Proofs of dirac delta property

Question

How would I formally prove this property of dirac delta? $$\int \delta(a-x) \delta(x-b) \,dx = \delta(a-b) $$

I attempted to use the definition of a dirac delta

$$\int f(x)\delta(a-x)\delta(x-b)\,dx=\int f(x)\delta(a-b)\,dx$$

let $g(x)=f(x)\delta(a-x)$

$$\int f(x)\delta(a-x)\delta(x-b)\,dx=\int g(x)\delta(x-b)\,dx$$

let $u=x-b,\:x=u+b, \:du=dx$

$$\int g(x)\delta(x-b)\,dx=\int g(u+b)\delta(u)\,du=g(0+b)=g(b)$$

but I couldn't resolve $\frac{d\,g(x)}{dx}$ when I did the u sub

I also couldn't solve the integral of $\int f(x)\delta(a-b)\,dx=\delta(a-b)\int f(x)\, dx$

any hint would be appreciated

Answer 1

Let $\mu = x-b$. Then you have that $$ \begin{align*} \int_{-\infty}^{\infty}\delta(a-x)\delta(x-b)dx &= \int_{-\infty-b}^{\infty-b}\delta(a-b-\mu)\delta(\mu)d\mu \\ & = \int_{-\infty}^{\infty}\delta(a-b-\mu)\delta(\mu)d\mu \\ & = \delta(b-a) \end{align*} $$

The '=' comes from the contraction of Dirac Functions. This result show that the contraction of two continuous Dirac functions is equivalent to a third Dirac function.
◆ ◆ ◆
Required work: Can you copy, character for character, the part of the Dirac delta thread that begins with the words containing "but I couldn't" and ends with "third Dirac function."?

Data rows:
◆ ◆ ◆
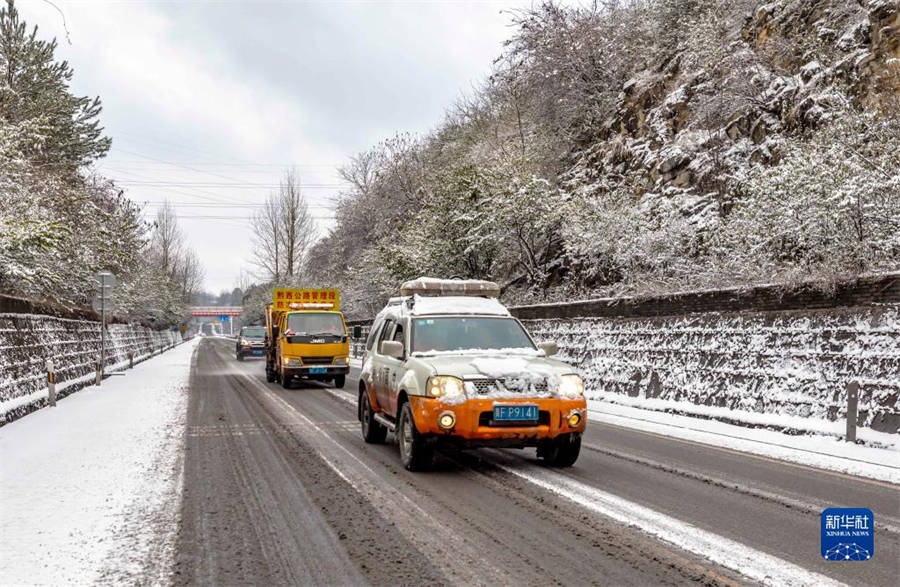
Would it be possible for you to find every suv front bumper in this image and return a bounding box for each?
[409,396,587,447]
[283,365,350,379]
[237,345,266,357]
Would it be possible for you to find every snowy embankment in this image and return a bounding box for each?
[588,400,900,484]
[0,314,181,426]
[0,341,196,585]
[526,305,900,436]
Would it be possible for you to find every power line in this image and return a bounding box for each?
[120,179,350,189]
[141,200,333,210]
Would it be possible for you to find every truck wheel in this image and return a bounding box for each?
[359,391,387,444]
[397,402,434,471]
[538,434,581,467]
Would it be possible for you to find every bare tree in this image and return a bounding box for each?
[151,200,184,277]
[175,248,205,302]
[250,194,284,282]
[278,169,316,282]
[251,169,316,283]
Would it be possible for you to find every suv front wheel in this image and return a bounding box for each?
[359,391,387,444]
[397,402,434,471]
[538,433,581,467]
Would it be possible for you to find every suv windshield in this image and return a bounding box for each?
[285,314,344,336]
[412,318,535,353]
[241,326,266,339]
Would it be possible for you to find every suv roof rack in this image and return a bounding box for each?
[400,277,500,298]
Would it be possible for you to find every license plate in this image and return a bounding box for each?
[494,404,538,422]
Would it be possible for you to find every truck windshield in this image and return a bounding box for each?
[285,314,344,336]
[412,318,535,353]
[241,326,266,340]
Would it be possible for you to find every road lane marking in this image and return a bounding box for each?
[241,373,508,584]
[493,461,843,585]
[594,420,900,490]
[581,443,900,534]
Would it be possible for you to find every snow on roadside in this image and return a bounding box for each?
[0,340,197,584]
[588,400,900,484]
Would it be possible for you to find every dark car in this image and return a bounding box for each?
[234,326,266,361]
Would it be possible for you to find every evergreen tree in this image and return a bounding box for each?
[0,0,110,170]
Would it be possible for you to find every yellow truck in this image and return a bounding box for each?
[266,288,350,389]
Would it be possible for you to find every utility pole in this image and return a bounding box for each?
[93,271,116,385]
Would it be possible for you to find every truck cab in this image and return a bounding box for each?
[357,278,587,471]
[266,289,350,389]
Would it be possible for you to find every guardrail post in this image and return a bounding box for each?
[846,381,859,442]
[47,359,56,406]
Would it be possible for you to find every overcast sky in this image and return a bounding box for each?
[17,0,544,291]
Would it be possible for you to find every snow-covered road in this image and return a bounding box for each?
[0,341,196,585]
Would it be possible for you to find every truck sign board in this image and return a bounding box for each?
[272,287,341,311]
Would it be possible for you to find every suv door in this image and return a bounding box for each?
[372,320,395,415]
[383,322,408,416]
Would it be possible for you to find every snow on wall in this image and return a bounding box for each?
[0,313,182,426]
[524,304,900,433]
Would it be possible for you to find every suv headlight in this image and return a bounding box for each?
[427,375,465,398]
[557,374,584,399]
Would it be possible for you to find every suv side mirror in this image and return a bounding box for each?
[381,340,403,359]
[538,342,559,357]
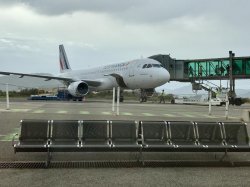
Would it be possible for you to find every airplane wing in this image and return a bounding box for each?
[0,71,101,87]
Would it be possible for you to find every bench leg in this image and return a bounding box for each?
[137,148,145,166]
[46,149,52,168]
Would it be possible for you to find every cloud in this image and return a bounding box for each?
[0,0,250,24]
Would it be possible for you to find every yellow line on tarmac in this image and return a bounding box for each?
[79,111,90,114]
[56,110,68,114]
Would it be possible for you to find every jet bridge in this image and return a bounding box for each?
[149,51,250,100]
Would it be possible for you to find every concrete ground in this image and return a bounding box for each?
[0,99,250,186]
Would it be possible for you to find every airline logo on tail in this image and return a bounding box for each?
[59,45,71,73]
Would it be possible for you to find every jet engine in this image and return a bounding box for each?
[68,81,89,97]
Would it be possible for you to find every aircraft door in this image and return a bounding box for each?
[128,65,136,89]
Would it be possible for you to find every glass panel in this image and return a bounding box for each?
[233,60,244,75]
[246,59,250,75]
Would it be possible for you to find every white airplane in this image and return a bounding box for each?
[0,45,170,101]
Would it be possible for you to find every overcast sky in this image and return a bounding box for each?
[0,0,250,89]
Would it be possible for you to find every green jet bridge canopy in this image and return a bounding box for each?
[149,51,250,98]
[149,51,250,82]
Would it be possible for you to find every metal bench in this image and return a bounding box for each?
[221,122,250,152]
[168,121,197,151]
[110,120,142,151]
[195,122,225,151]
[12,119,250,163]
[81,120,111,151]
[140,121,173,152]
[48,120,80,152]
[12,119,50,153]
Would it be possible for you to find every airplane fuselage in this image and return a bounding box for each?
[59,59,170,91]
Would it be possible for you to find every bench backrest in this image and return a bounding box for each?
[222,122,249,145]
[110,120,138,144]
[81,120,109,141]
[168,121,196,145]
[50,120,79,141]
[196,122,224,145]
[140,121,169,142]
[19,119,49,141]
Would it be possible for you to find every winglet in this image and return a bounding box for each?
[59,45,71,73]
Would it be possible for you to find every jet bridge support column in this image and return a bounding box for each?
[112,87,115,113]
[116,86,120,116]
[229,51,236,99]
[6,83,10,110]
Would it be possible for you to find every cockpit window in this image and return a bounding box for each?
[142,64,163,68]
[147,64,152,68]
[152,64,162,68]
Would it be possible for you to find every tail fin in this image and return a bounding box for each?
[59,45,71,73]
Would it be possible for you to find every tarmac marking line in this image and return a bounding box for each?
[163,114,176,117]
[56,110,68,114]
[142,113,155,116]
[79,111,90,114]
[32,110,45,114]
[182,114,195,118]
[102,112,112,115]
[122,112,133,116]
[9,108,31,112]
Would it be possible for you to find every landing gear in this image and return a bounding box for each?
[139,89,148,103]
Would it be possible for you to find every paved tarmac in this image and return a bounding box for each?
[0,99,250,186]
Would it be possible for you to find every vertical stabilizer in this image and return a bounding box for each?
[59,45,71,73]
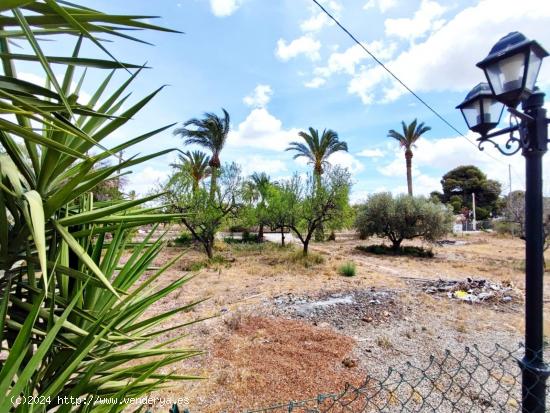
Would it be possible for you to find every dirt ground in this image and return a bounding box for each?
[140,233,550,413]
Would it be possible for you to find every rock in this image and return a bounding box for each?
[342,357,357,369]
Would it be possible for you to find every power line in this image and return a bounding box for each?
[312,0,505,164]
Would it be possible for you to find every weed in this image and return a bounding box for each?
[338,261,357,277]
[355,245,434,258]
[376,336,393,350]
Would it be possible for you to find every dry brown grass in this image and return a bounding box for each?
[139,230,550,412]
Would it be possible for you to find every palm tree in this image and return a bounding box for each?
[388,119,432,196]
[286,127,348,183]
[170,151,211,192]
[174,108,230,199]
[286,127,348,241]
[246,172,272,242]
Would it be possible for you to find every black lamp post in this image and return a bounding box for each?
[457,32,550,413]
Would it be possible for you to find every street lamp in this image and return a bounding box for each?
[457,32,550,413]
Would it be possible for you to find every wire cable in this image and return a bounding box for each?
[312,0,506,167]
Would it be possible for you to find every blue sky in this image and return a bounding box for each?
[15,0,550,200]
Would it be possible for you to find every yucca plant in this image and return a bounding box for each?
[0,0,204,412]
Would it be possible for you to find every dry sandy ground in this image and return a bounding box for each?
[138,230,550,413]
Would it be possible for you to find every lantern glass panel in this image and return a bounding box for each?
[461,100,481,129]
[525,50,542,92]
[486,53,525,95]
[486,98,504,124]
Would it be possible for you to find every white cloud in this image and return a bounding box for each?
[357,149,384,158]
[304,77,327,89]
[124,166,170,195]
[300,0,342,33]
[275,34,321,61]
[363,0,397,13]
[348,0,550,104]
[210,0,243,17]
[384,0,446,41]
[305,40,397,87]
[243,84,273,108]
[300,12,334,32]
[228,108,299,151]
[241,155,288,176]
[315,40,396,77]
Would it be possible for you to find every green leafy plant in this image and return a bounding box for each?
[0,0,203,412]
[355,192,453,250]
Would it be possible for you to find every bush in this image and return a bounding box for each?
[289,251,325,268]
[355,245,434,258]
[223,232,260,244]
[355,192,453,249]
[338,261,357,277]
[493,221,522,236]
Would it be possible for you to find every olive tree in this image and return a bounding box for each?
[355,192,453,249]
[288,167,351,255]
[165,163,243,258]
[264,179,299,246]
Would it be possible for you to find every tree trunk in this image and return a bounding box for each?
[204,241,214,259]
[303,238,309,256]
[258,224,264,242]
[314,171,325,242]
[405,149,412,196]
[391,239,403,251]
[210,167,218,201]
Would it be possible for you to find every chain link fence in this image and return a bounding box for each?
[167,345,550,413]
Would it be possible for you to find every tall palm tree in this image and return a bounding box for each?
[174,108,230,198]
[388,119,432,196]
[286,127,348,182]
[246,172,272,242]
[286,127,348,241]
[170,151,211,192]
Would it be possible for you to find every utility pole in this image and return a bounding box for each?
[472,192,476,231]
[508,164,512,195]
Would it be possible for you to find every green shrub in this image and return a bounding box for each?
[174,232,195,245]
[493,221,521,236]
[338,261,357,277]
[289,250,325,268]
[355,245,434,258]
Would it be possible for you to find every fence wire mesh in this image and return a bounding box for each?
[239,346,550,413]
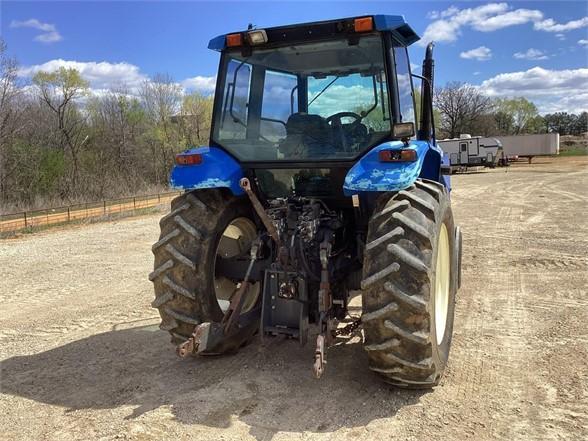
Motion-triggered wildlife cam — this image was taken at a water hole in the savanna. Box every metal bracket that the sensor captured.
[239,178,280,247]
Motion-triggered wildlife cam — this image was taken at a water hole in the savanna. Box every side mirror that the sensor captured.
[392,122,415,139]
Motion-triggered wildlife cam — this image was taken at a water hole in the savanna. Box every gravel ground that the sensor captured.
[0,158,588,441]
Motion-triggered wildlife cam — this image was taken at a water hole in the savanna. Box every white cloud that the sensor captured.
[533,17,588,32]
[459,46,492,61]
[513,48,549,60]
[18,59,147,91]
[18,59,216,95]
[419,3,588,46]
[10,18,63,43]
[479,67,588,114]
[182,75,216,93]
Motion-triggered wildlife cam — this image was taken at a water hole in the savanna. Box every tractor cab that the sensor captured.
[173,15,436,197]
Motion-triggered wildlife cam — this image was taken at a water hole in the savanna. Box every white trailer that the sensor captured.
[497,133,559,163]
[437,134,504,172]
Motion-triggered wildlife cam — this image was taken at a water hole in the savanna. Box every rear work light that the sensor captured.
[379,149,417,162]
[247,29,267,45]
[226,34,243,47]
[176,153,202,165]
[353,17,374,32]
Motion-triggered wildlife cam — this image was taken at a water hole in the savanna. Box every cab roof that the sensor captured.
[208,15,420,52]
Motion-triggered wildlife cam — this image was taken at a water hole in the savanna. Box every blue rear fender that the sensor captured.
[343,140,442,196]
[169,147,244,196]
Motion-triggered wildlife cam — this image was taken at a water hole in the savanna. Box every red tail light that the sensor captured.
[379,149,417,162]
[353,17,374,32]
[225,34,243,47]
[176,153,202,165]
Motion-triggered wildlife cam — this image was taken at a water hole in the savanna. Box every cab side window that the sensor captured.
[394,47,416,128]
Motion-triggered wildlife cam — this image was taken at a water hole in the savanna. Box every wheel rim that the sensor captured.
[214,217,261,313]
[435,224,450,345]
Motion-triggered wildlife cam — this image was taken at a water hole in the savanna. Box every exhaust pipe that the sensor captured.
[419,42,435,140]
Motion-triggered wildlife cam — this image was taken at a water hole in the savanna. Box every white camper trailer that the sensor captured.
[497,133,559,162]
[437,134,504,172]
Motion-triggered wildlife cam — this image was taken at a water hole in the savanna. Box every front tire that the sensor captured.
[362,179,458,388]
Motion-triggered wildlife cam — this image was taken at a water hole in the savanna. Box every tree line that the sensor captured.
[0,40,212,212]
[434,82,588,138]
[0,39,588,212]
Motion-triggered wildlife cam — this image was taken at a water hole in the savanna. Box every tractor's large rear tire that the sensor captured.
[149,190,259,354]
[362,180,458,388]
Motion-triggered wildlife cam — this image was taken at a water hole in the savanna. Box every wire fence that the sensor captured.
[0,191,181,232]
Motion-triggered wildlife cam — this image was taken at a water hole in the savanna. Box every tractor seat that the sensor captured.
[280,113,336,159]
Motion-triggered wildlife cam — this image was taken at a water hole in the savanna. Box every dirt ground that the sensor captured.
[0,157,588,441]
◆ ◆ ◆
Written answer:
but I couldn't resolve $\frac{d\,g(x)}{dx}$ when I did the u sub

I also couldn't solve the integral of $\int f(x)\delta(a-b)\,dx=\delta(a-b)\int f(x)\, dx$

any hint would be appreciated

Answer 1

Let $\mu = x-b$. Then you have that $$ \begin{align*} \int_{-\infty}^{\infty}\delta(a-x)\delta(x-b)dx &= \int_{-\infty-b}^{\infty-b}\delta(a-b-\mu)\delta(\mu)d\mu \\ & = \int_{-\infty}^{\infty}\delta(a-b-\mu)\delta(\mu)d\mu \\ & = \delta(b-a) \end{align*} $$

The '=' comes from the contraction of Dirac Functions. This result show that the contraction of two continuous Dirac functions is equivalent to a third Dirac function.